■ **Task item**
Provide only the number of lines below in which the string "water" occurs.

■ **Data for the task**

* * *

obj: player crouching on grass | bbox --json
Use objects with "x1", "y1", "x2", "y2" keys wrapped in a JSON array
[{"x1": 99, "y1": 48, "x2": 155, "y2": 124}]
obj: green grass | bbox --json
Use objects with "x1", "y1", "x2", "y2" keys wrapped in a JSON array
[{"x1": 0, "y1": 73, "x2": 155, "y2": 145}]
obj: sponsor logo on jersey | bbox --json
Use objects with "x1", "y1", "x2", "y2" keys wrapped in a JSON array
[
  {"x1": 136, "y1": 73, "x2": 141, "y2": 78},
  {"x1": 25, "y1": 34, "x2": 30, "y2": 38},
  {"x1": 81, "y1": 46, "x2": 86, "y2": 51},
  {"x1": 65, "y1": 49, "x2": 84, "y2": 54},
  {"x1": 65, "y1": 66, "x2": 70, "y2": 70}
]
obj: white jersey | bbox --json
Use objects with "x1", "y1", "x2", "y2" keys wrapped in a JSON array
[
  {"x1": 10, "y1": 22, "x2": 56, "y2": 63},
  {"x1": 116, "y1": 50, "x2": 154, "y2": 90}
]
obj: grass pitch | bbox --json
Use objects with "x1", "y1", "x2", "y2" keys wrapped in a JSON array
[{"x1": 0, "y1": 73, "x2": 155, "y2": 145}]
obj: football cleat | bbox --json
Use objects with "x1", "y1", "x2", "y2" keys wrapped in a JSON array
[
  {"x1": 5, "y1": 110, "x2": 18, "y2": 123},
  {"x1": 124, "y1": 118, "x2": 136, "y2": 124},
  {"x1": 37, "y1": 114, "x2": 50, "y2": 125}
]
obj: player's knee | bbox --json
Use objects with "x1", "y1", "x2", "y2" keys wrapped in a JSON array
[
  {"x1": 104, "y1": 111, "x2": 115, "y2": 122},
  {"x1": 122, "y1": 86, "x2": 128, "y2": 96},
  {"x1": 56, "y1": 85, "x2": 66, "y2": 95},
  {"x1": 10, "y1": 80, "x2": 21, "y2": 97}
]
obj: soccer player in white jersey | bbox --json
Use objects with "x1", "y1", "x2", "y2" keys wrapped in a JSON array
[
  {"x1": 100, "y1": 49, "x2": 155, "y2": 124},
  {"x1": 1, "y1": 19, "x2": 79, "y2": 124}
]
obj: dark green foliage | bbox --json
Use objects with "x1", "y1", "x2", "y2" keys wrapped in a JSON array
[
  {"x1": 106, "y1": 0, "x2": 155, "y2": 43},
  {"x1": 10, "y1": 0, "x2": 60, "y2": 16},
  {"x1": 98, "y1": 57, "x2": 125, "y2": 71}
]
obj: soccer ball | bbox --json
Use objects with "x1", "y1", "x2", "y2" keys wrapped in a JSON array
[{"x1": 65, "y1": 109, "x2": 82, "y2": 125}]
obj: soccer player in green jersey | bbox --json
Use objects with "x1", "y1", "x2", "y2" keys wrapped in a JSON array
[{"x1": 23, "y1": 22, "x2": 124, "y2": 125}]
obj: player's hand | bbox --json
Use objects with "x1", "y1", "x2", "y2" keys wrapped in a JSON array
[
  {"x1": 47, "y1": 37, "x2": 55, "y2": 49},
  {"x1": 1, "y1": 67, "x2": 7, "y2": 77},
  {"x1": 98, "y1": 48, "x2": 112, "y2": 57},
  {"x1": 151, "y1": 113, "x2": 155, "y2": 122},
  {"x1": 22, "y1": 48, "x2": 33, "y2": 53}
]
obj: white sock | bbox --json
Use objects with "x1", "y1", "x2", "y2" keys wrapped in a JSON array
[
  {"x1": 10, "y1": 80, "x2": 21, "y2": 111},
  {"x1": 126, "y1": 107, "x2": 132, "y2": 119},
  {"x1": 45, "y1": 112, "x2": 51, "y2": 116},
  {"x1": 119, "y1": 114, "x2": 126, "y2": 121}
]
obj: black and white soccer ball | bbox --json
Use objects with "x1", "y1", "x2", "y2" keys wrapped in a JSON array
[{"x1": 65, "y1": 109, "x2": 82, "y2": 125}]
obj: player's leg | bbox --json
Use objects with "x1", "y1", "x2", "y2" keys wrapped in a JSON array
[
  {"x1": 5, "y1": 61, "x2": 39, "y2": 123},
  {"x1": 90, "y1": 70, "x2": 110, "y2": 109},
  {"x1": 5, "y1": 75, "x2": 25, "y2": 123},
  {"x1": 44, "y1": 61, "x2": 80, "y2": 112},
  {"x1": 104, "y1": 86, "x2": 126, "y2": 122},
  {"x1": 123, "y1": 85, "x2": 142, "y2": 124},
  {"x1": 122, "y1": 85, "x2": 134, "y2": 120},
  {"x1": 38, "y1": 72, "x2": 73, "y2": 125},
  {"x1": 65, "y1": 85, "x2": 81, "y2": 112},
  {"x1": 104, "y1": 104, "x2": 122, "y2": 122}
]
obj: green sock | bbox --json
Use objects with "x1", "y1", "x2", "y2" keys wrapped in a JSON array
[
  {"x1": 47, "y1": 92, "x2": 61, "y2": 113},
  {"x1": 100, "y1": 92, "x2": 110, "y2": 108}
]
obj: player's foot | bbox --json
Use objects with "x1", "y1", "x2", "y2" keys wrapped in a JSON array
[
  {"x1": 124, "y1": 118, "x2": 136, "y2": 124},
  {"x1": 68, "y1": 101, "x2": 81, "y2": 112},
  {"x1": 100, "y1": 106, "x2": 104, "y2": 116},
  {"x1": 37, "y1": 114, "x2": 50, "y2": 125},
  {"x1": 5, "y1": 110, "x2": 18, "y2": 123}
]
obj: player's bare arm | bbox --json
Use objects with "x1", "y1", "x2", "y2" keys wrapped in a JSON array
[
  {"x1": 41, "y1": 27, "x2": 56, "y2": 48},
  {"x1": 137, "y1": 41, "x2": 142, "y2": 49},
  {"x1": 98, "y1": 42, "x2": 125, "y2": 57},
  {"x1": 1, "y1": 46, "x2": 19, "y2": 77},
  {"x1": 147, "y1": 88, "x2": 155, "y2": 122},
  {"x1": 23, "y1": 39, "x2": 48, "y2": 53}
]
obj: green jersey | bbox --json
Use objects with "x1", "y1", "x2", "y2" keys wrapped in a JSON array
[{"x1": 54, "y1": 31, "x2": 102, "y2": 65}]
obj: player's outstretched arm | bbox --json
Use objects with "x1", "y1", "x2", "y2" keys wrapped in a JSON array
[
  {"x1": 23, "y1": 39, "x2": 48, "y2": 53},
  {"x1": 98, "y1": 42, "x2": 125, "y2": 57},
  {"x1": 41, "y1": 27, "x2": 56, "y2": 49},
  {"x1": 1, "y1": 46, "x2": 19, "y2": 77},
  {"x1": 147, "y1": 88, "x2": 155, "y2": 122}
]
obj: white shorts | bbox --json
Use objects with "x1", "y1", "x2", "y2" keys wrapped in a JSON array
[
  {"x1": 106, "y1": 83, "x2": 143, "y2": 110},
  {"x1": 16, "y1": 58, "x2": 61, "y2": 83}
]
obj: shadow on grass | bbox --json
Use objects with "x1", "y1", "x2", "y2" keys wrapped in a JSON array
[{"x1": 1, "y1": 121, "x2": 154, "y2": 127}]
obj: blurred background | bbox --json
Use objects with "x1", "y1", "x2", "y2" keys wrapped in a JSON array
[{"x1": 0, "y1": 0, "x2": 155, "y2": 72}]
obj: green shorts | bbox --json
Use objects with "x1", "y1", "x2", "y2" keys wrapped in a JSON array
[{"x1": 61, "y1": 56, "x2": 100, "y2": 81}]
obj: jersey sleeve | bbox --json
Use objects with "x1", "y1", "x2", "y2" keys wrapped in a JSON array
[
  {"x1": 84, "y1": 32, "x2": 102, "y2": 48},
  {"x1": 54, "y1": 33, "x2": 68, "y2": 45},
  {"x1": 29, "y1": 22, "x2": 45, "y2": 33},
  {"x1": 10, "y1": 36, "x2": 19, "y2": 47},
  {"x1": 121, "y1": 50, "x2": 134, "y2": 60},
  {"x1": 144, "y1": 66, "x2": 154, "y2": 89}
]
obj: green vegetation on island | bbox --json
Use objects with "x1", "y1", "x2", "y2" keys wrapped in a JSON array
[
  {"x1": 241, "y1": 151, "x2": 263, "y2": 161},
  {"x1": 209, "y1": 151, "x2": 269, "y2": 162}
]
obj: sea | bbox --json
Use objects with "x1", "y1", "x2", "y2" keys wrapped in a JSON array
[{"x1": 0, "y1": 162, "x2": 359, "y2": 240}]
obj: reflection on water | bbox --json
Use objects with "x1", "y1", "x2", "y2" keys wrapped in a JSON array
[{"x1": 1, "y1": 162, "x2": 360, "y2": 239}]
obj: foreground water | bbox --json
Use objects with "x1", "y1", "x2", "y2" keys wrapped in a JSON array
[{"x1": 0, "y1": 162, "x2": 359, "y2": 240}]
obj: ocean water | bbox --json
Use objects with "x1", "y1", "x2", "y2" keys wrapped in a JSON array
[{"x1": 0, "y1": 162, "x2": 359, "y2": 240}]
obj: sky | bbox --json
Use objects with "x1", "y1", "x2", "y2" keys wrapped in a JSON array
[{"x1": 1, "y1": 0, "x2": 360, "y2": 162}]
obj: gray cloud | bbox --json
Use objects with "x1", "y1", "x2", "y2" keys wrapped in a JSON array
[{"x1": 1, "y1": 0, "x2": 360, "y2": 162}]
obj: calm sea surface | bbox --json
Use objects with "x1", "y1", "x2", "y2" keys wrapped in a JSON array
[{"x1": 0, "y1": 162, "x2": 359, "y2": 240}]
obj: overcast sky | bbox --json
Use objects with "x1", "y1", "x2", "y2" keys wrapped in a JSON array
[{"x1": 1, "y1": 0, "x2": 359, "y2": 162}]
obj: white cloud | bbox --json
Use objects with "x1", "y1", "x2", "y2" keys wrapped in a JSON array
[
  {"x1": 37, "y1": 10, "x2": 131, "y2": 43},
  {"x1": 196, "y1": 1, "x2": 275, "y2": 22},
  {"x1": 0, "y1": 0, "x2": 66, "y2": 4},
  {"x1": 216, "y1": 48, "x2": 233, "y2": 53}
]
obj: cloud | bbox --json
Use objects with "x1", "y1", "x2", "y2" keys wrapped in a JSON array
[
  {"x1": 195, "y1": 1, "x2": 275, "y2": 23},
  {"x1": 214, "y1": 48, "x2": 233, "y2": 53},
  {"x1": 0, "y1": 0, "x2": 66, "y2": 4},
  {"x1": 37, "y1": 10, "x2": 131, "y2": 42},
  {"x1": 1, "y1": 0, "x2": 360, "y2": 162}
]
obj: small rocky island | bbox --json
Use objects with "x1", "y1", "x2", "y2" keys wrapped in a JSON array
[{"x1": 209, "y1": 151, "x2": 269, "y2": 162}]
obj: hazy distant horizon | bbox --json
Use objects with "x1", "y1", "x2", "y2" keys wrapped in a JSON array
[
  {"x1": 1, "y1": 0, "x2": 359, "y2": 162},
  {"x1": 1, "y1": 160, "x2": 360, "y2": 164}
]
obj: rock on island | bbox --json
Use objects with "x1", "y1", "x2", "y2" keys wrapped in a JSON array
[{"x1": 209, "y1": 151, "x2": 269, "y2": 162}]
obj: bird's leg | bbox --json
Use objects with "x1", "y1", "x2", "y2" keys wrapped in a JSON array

* * *

■ **Exercise solution**
3